* PROVIDED RECORDS:
- - - -

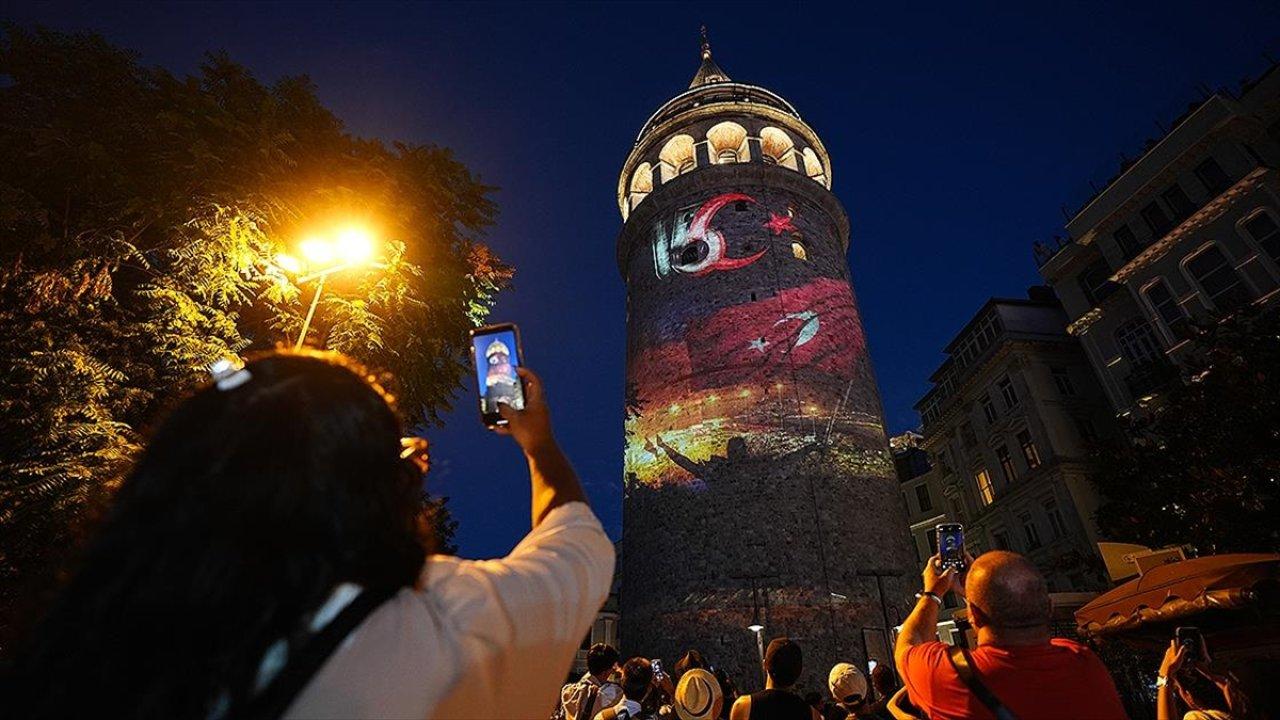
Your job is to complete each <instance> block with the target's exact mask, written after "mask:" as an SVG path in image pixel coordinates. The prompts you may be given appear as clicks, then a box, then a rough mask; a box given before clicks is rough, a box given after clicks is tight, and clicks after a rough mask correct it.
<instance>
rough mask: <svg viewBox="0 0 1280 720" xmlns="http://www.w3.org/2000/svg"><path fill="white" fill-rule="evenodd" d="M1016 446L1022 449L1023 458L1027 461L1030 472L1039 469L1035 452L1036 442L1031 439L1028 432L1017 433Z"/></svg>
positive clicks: (1029, 433)
mask: <svg viewBox="0 0 1280 720" xmlns="http://www.w3.org/2000/svg"><path fill="white" fill-rule="evenodd" d="M1018 445H1020V446H1021V447H1023V457H1025V459H1027V466H1028V468H1030V469H1032V470H1034V469H1036V468H1039V451H1038V450H1036V441H1033V439H1032V433H1030V430H1023V432H1020V433H1018Z"/></svg>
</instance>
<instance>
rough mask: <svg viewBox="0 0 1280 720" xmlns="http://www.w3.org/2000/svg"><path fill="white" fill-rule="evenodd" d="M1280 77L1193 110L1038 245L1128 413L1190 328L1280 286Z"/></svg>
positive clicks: (1119, 410)
mask: <svg viewBox="0 0 1280 720" xmlns="http://www.w3.org/2000/svg"><path fill="white" fill-rule="evenodd" d="M1277 167H1280V72H1277V69H1276V68H1272V69H1271V70H1270V72H1268V73H1266V74H1265V76H1262V77H1261V78H1260V79H1258V81H1256V82H1251V83H1245V86H1244V87H1243V88H1242V91H1240V92H1239V94H1229V92H1219V94H1216V95H1212V96H1210V97H1208V99H1207V100H1204V101H1203V102H1199V104H1198V105H1196V106H1193V108H1192V109H1190V110H1189V111H1188V114H1187V115H1185V117H1183V118H1181V119H1180V120H1179V122H1176V123H1175V126H1174V128H1172V129H1171V131H1170V132H1169V133H1167V135H1165V136H1164V137H1162V138H1160V140H1158V141H1155V142H1151V143H1148V149H1147V150H1146V152H1143V155H1142V156H1140V158H1139V159H1138V160H1135V161H1133V163H1132V164H1129V165H1128V167H1124V168H1123V172H1121V174H1120V176H1117V177H1116V178H1114V179H1111V181H1110V182H1108V183H1107V184H1106V187H1103V188H1102V190H1101V191H1100V192H1098V193H1097V195H1096V196H1094V197H1093V199H1092V200H1091V201H1089V202H1088V204H1085V205H1084V208H1082V209H1080V210H1079V211H1078V213H1076V214H1075V217H1073V218H1071V220H1070V222H1069V223H1068V225H1066V231H1068V234H1069V240H1068V242H1065V243H1061V245H1060V246H1059V247H1053V249H1047V247H1041V249H1039V250H1038V251H1037V258H1038V260H1039V263H1041V274H1042V275H1043V277H1044V281H1046V282H1048V283H1050V284H1051V286H1053V290H1055V292H1056V293H1057V296H1059V297H1060V299H1061V300H1062V306H1064V307H1065V309H1066V314H1068V319H1069V323H1070V324H1069V332H1070V333H1071V334H1074V336H1076V337H1079V338H1080V343H1082V345H1083V347H1084V350H1085V352H1087V355H1088V357H1089V361H1091V363H1092V364H1093V368H1094V369H1096V370H1097V375H1098V378H1100V380H1101V382H1102V387H1103V389H1105V391H1106V395H1107V398H1108V400H1110V402H1111V405H1112V407H1115V409H1116V410H1117V411H1120V413H1126V411H1129V410H1130V409H1132V407H1133V406H1134V404H1135V402H1139V401H1142V400H1144V398H1148V397H1151V396H1152V395H1155V393H1157V392H1158V391H1160V388H1161V387H1164V386H1165V384H1166V383H1169V382H1172V380H1174V379H1176V378H1178V377H1179V373H1178V368H1179V365H1181V364H1184V363H1185V360H1187V350H1188V345H1189V343H1188V341H1187V333H1188V323H1189V320H1193V319H1206V318H1211V316H1213V315H1222V314H1229V313H1233V311H1235V310H1236V309H1239V307H1243V306H1245V305H1249V304H1260V305H1263V304H1270V302H1272V301H1274V300H1275V297H1276V296H1277V290H1280V178H1277V174H1276V173H1277V169H1276V168H1277Z"/></svg>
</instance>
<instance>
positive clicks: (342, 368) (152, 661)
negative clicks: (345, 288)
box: [17, 352, 426, 716]
mask: <svg viewBox="0 0 1280 720" xmlns="http://www.w3.org/2000/svg"><path fill="white" fill-rule="evenodd" d="M401 434H402V427H401V423H399V420H398V419H397V415H396V413H394V411H393V409H392V405H390V398H389V396H388V395H387V393H385V392H384V391H383V389H381V387H380V386H379V384H378V383H376V382H375V380H374V379H372V377H371V375H370V374H369V373H367V372H366V370H365V369H362V368H360V366H358V365H356V364H355V363H353V361H351V360H347V359H346V357H343V356H340V355H335V354H321V352H271V354H266V355H264V356H260V357H257V359H255V360H252V361H251V363H248V365H246V366H244V368H243V369H242V370H241V372H238V373H228V374H227V375H225V377H224V378H223V379H221V380H220V382H218V383H211V384H209V386H206V387H204V388H201V389H198V391H196V392H195V395H192V396H191V397H188V398H187V400H184V401H182V402H180V404H178V405H177V406H175V407H174V409H173V410H172V411H170V413H169V414H168V416H166V418H164V420H163V421H161V423H160V424H159V425H157V427H156V428H155V432H154V433H152V436H151V439H150V442H148V443H147V447H146V450H145V451H143V454H142V456H141V457H140V459H138V461H137V464H136V466H134V468H133V470H132V471H131V473H129V474H128V477H127V478H125V479H124V480H123V483H122V484H120V487H119V491H118V492H116V495H115V497H114V500H113V501H111V507H110V510H109V512H108V515H106V516H105V520H104V521H102V524H101V527H100V528H99V530H97V533H96V537H93V538H92V539H91V542H90V544H88V546H87V548H86V551H84V552H83V555H82V559H81V561H79V568H78V570H77V571H74V574H73V575H72V578H70V582H69V583H68V584H67V587H65V588H64V591H63V593H61V596H60V598H59V600H58V601H56V602H55V603H54V605H52V606H51V609H50V611H49V614H47V616H46V618H45V620H44V621H42V623H40V625H38V626H37V628H36V630H35V632H33V633H32V637H31V638H29V639H28V642H27V644H26V648H24V650H23V651H22V652H20V655H19V659H18V665H17V673H18V675H19V676H20V678H23V685H24V687H23V689H24V691H26V692H28V693H29V696H28V697H27V698H26V700H28V701H29V702H31V703H32V706H33V707H32V710H33V712H28V714H27V715H32V716H36V715H84V714H87V710H88V708H87V707H82V706H81V705H78V703H92V706H93V712H95V714H101V715H108V716H110V715H123V714H129V715H169V716H204V715H206V714H207V710H209V707H207V703H209V702H210V698H214V697H218V696H219V694H220V693H223V692H225V693H229V696H230V698H232V701H233V702H237V701H242V700H243V698H244V697H246V696H247V693H248V692H250V689H251V687H252V683H253V678H255V674H256V671H257V665H259V661H260V659H261V656H262V652H264V651H265V650H266V648H268V646H270V644H271V643H273V642H275V641H276V639H279V638H287V637H291V635H293V634H294V630H297V629H298V626H300V623H302V621H303V620H302V619H303V618H305V616H306V615H307V614H308V612H311V611H314V610H315V609H316V607H317V606H319V605H320V603H321V602H323V601H324V600H325V598H326V597H328V596H329V593H330V592H332V591H333V589H334V587H335V585H338V584H339V583H343V582H351V583H357V584H360V585H365V587H388V588H396V587H406V585H412V584H413V583H415V582H416V579H417V577H419V573H420V571H421V568H422V562H424V560H425V555H426V548H425V546H424V538H422V527H421V525H420V520H421V509H422V503H421V471H415V470H412V469H410V466H408V464H407V462H406V461H403V460H402V459H401V450H402V447H401ZM120 638H128V642H120Z"/></svg>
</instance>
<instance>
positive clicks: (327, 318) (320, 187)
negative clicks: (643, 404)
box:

- - - -

* TO DO:
The range runs from the line with "positive clicks: (1029, 433)" up to and including the line with "77L1193 110L1038 245L1128" in the listing above; please write out exactly those lines and nothing more.

* TASK OUTPUT:
positive clicks: (1029, 433)
mask: <svg viewBox="0 0 1280 720" xmlns="http://www.w3.org/2000/svg"><path fill="white" fill-rule="evenodd" d="M1018 445H1020V446H1021V447H1023V457H1025V459H1027V466H1028V468H1030V469H1032V470H1034V469H1036V468H1039V451H1038V450H1036V441H1033V439H1032V433H1030V430H1023V432H1020V433H1018Z"/></svg>
</instance>
<instance>
rough mask: <svg viewBox="0 0 1280 720" xmlns="http://www.w3.org/2000/svg"><path fill="white" fill-rule="evenodd" d="M1280 77L1193 110L1038 245L1128 413L1190 328L1280 286Z"/></svg>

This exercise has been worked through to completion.